Records from a data collection
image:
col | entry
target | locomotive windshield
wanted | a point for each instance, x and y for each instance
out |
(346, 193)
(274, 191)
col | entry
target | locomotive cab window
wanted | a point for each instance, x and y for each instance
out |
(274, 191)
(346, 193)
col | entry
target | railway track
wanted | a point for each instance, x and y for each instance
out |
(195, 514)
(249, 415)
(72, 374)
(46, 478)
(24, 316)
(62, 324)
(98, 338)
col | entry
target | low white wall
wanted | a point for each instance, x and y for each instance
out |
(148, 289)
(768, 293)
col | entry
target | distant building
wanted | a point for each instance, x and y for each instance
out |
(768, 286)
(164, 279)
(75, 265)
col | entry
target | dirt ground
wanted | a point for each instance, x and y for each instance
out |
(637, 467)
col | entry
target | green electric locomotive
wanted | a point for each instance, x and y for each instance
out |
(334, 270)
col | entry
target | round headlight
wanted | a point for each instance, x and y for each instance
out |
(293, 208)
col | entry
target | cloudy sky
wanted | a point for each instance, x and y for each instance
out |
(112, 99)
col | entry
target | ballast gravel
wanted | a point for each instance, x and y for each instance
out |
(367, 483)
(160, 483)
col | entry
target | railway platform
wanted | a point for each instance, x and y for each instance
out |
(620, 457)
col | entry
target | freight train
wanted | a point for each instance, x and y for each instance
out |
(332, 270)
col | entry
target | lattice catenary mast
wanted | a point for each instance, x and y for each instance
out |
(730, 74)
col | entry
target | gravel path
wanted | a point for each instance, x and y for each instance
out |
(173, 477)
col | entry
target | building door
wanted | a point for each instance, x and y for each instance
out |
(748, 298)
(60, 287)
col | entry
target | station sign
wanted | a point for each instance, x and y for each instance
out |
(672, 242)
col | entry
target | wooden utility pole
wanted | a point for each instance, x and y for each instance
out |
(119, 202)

Task objective
Restate all of the entries exactly, please.

The solution
image:
col | entry
target | locomotive windshield
wanted | a point for each instance, x and y for each instance
out |
(346, 193)
(274, 191)
col | entry
target | locomotive cab window
wanted | a point for each instance, x and y for each instance
out |
(274, 191)
(346, 193)
col | entry
target | railway track
wanted | a point for each instance, x and y for each instance
out |
(195, 514)
(249, 415)
(72, 374)
(46, 478)
(24, 316)
(62, 324)
(98, 338)
col | entry
target | low white wall
wanted | a point for each instance, x and y for each instance
out |
(148, 289)
(768, 293)
col | entry
target | distant building
wanted | a point for each instance, x and y for each instance
out |
(768, 286)
(164, 279)
(75, 265)
col | entry
target | dirt ground
wanted | a point for each instance, x and y for each instance
out |
(637, 467)
col | entry
target | green electric locomotive
wanted | a point for each instance, x and y for each instance
out |
(334, 270)
col | entry
target | round headlight
wanted | a point for each instance, x and y for each instance
out |
(293, 208)
col | entry
target | cloudy sky
wanted | a point for each instance, x and y for each instance
out |
(112, 99)
col | entry
target | ballast gravel
wanted | a point for each instance, x and y for each instance
out |
(367, 483)
(160, 483)
col | entry
target | railway platform
wanted | a point for each instance, x and y for each instance
out |
(620, 457)
col | entry
target | freight train
wanted | a point for each instance, x and y for each instance
out |
(332, 270)
col | entry
target | lattice catenary mast
wanted | a point for each instance, x and y for each instance
out |
(730, 74)
col | entry
target | gravel path
wanted | a point for each instance, x and y for each instance
out |
(173, 477)
col | entry
target | building door
wanted | a point for each instance, x and y for each instance
out |
(748, 298)
(60, 287)
col | entry
target | station sign
wanted | a point for each instance, x and y for each instance
out |
(672, 242)
col | entry
target | wooden utility pole
wanted | a point for each instance, x and y for each instance
out |
(119, 202)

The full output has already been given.